:: BRIEF ::
Reproduce the data word for word from its beginning up to and including the line that contains "positive clicks: (415, 101) (279, 155)". Leave the pictures out of your answer.

:: SUPPLIED MATERIAL ::
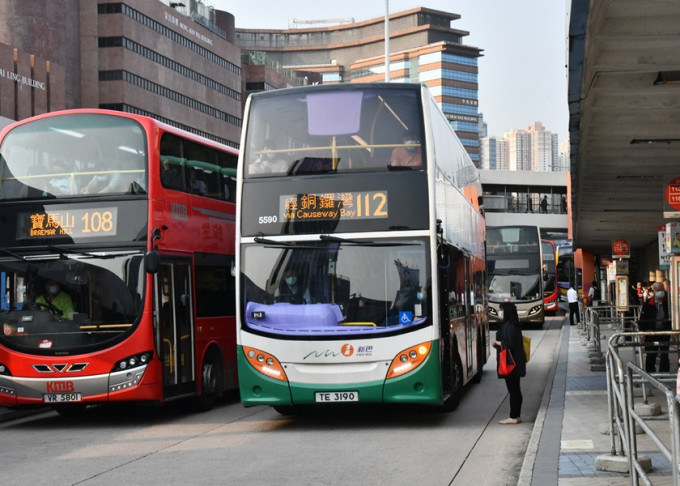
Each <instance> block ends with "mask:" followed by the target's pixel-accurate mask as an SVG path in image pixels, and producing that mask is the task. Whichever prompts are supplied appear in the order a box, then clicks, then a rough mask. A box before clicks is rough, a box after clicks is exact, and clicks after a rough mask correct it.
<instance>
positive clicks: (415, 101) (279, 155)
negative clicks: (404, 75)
mask: <svg viewBox="0 0 680 486" xmlns="http://www.w3.org/2000/svg"><path fill="white" fill-rule="evenodd" d="M420 103H421V102H420V93H419V91H418V90H415V89H413V88H411V89H406V88H399V87H396V88H391V87H390V88H387V89H386V88H385V87H382V88H380V89H378V88H364V89H356V88H348V89H344V88H338V87H337V86H333V89H332V90H328V89H316V90H314V91H311V92H310V91H305V90H298V89H291V90H290V93H289V94H283V93H280V92H279V93H276V96H275V97H267V95H266V94H263V95H262V96H259V97H258V96H254V97H253V98H252V99H251V106H250V111H249V115H248V116H249V121H248V125H247V133H246V144H245V145H246V146H245V148H244V158H243V160H244V161H245V169H244V172H245V173H244V177H246V178H253V177H271V176H280V175H285V174H288V175H292V174H311V173H316V174H320V173H324V174H325V173H333V172H343V171H345V172H346V171H363V170H374V171H375V170H382V171H385V170H416V169H420V168H423V160H424V157H423V154H424V153H425V147H424V144H423V137H422V133H423V128H422V126H423V121H422V108H421V106H420Z"/></svg>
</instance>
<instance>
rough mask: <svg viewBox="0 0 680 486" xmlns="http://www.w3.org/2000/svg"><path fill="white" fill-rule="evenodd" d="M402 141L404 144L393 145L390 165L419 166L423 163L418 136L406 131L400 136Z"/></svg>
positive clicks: (394, 165)
mask: <svg viewBox="0 0 680 486" xmlns="http://www.w3.org/2000/svg"><path fill="white" fill-rule="evenodd" d="M402 143H403V144H404V145H401V146H399V147H395V148H394V150H392V157H391V159H390V164H391V165H392V167H420V166H421V165H423V161H422V159H421V155H420V152H421V150H420V140H418V137H416V136H414V135H411V134H410V133H408V132H407V133H406V134H405V135H404V136H403V137H402Z"/></svg>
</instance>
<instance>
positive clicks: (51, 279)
mask: <svg viewBox="0 0 680 486" xmlns="http://www.w3.org/2000/svg"><path fill="white" fill-rule="evenodd" d="M53 249H54V247H53ZM55 253H58V254H55V255H52V256H50V257H49V258H44V259H38V258H35V257H32V258H31V259H30V260H28V259H24V258H22V257H19V256H18V255H16V258H6V259H4V260H3V261H0V276H1V283H2V291H3V292H2V301H1V309H2V310H1V312H0V315H1V316H2V333H1V334H0V342H2V344H4V345H5V346H7V347H9V348H12V349H15V350H19V351H24V352H31V353H44V354H50V353H55V354H56V353H62V354H75V353H77V352H84V351H85V350H86V348H87V349H88V350H92V349H93V348H92V347H93V346H94V347H103V346H107V345H110V344H112V340H116V339H118V338H120V337H122V335H123V334H124V333H126V331H129V330H131V328H132V327H134V325H135V323H137V322H138V321H139V319H140V317H141V312H142V301H143V299H142V295H143V289H144V276H145V273H144V269H143V265H142V262H143V255H142V254H141V253H140V252H116V253H110V252H109V253H108V254H107V253H100V254H89V253H85V252H83V254H78V253H65V252H61V251H57V250H56V249H55ZM8 257H9V256H8Z"/></svg>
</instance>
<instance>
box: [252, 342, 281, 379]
mask: <svg viewBox="0 0 680 486" xmlns="http://www.w3.org/2000/svg"><path fill="white" fill-rule="evenodd" d="M243 352H244V353H245V355H246V359H247V360H248V363H250V366H252V367H253V368H255V369H256V370H257V371H259V372H260V373H262V374H263V375H265V376H268V377H269V378H274V379H275V380H280V381H288V377H287V376H286V372H285V371H283V366H281V363H279V360H278V359H276V358H275V357H274V356H272V355H271V354H269V353H265V352H264V351H260V350H259V349H255V348H249V347H247V346H243Z"/></svg>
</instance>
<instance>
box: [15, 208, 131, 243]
mask: <svg viewBox="0 0 680 486" xmlns="http://www.w3.org/2000/svg"><path fill="white" fill-rule="evenodd" d="M17 218H18V221H17V239H34V238H59V237H65V236H68V237H71V238H92V237H97V236H115V235H116V230H117V226H118V208H116V207H107V208H96V209H90V208H85V209H59V210H51V209H46V210H45V211H34V212H20V213H19V214H18V216H17Z"/></svg>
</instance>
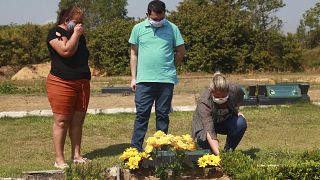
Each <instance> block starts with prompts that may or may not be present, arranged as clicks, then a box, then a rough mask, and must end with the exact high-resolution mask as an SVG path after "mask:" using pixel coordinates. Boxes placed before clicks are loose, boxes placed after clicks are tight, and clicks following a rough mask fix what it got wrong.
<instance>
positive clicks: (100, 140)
mask: <svg viewBox="0 0 320 180" xmlns="http://www.w3.org/2000/svg"><path fill="white" fill-rule="evenodd" d="M242 112H243V113H244V115H245V116H246V119H247V121H248V129H247V132H246V134H245V136H244V138H243V140H242V142H241V143H240V145H239V147H238V149H239V150H241V151H243V152H245V153H248V154H250V155H251V156H256V157H263V158H264V159H263V160H264V162H265V163H270V164H271V163H279V157H277V156H279V154H280V155H281V156H283V157H287V158H290V154H295V153H300V152H304V151H306V150H315V149H317V148H319V142H320V133H319V129H320V121H319V117H320V107H318V106H315V105H311V104H296V105H292V106H287V107H280V106H272V107H267V108H258V107H248V108H244V109H242ZM154 118H155V116H154V114H152V117H151V120H150V123H149V131H148V134H147V136H150V135H151V134H153V133H154V132H155V121H154ZM170 118H171V122H170V128H169V133H171V134H173V135H182V134H187V133H188V134H190V132H191V120H192V112H174V113H172V114H171V116H170ZM133 122H134V114H115V115H88V116H87V118H86V121H85V126H84V135H83V141H82V153H83V155H84V156H85V157H88V158H90V159H93V161H94V162H97V163H99V164H101V165H102V166H104V167H111V166H113V165H119V164H120V161H119V160H118V157H119V155H120V154H121V153H122V152H123V151H124V149H125V148H126V147H128V146H129V143H130V138H131V134H132V129H133ZM0 123H1V126H0V147H1V148H0V156H1V159H0V177H19V176H20V175H21V173H22V171H34V170H47V169H54V167H53V163H54V151H53V145H52V141H51V127H52V117H25V118H1V119H0ZM218 137H219V140H220V142H221V145H220V147H221V148H222V147H223V145H224V140H225V136H218ZM65 150H66V152H65V153H66V157H67V158H68V157H69V156H70V141H69V140H67V142H66V146H65ZM280 159H281V158H280ZM280 163H281V162H280Z"/></svg>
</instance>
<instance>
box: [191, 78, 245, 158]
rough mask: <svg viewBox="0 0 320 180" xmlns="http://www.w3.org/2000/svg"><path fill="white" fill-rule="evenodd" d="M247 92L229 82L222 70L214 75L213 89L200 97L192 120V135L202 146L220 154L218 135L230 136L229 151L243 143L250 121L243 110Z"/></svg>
mask: <svg viewBox="0 0 320 180" xmlns="http://www.w3.org/2000/svg"><path fill="white" fill-rule="evenodd" d="M243 95H244V92H243V91H242V89H241V88H240V86H239V85H236V84H232V83H229V82H228V80H227V79H226V78H225V76H223V75H222V74H221V73H220V72H217V73H215V74H214V76H213V79H212V83H211V85H210V87H209V89H207V90H205V91H204V92H203V94H202V95H201V96H200V97H199V99H198V102H197V108H196V111H195V112H194V114H193V120H192V136H193V138H194V139H195V140H196V141H197V144H198V146H199V147H200V148H203V149H211V151H212V152H213V153H214V154H215V155H219V153H220V152H219V142H218V139H217V134H224V135H227V140H226V144H225V146H224V149H225V151H229V150H234V149H235V148H236V147H237V146H238V144H239V143H240V141H241V139H242V137H243V135H244V133H245V131H246V129H247V122H246V119H245V118H244V116H243V114H242V113H241V112H239V106H240V105H241V103H242V101H243Z"/></svg>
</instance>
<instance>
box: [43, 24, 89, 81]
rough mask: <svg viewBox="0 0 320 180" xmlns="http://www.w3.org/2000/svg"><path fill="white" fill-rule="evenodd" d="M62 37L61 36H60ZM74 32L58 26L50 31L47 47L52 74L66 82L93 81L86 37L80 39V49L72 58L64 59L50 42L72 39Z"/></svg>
mask: <svg viewBox="0 0 320 180" xmlns="http://www.w3.org/2000/svg"><path fill="white" fill-rule="evenodd" d="M58 35H61V36H58ZM71 35H72V32H69V31H66V30H64V29H63V28H61V27H59V26H57V27H54V28H52V29H51V30H50V31H49V34H48V37H47V46H48V50H49V55H50V59H51V70H50V73H51V74H52V75H54V76H57V77H60V78H62V79H65V80H79V79H88V80H90V79H91V72H90V69H89V65H88V59H89V51H88V48H87V45H86V39H85V37H84V35H81V36H80V38H79V43H78V49H77V51H76V52H75V54H74V55H73V56H71V57H68V58H64V57H62V56H60V55H59V54H58V52H57V51H55V50H54V49H53V48H52V47H51V45H50V44H49V42H50V41H51V40H53V39H55V38H61V37H63V36H64V37H66V38H67V39H70V37H71Z"/></svg>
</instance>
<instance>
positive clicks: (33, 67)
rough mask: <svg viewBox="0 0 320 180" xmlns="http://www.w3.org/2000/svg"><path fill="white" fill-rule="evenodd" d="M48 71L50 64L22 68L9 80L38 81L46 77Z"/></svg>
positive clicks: (46, 76) (26, 66)
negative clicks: (21, 68)
mask: <svg viewBox="0 0 320 180" xmlns="http://www.w3.org/2000/svg"><path fill="white" fill-rule="evenodd" d="M49 71H50V63H43V64H33V65H27V66H25V67H23V68H22V69H21V70H20V71H18V72H17V73H16V74H15V75H14V76H12V78H11V80H28V79H39V78H45V77H47V76H48V74H49Z"/></svg>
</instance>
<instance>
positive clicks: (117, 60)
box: [88, 19, 134, 75]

:: EXERCISE SOLUTION ::
Each <instance> block ends with "mask:" followed by the target's pixel-accurate mask as an SVG path in image pixels, and producing that mask is the task. Whichever prompts are supplied appear in the order a box, then clicks, then a rough mask. A box before clicks is rough, a box after clicks is exact, and clicks after a rough mask correct it.
<instance>
positive clicks: (415, 101) (279, 155)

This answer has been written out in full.